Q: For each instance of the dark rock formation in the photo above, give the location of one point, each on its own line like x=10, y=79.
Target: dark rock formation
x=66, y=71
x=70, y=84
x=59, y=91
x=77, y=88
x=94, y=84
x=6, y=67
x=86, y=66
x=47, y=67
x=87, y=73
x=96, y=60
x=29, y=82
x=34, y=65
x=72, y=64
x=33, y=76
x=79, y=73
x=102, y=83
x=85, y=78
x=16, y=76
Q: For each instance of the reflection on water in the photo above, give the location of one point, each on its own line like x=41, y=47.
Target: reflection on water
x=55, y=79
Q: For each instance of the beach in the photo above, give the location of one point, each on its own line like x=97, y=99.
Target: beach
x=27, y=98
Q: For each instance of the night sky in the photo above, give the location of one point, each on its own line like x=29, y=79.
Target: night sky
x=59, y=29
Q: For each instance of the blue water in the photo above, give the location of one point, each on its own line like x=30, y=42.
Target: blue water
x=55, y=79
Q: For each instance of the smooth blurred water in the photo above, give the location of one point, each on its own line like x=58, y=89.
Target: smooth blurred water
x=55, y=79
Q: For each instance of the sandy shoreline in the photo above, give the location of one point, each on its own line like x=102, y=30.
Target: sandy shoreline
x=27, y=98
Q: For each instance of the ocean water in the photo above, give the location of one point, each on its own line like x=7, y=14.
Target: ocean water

**Task details**: Starting at the line that contains "Q: For each instance of the blue" and continuing through the end of the records, reproduce those lines with "water" swapped for "sea" and everything else left unchanged.

**Written answer**:
Q: For each instance of the blue sea in the photo above, give the location of one point, each on its own line like x=30, y=42.
Target: blue sea
x=55, y=79
Q: For each instance of the smooth blurred sea in the photo above, give the location of one point, each on its own line like x=58, y=89.
Target: smooth blurred sea
x=55, y=79
Q: For each instance of the sandy shoreline in the photo above, give the location of one point, each on its own line like x=102, y=30.
Target: sandy shoreline
x=27, y=98
Q: For each instance of the ocean sea in the photo above, give the location of one point, each on its own line like x=7, y=14.
Target: ocean sea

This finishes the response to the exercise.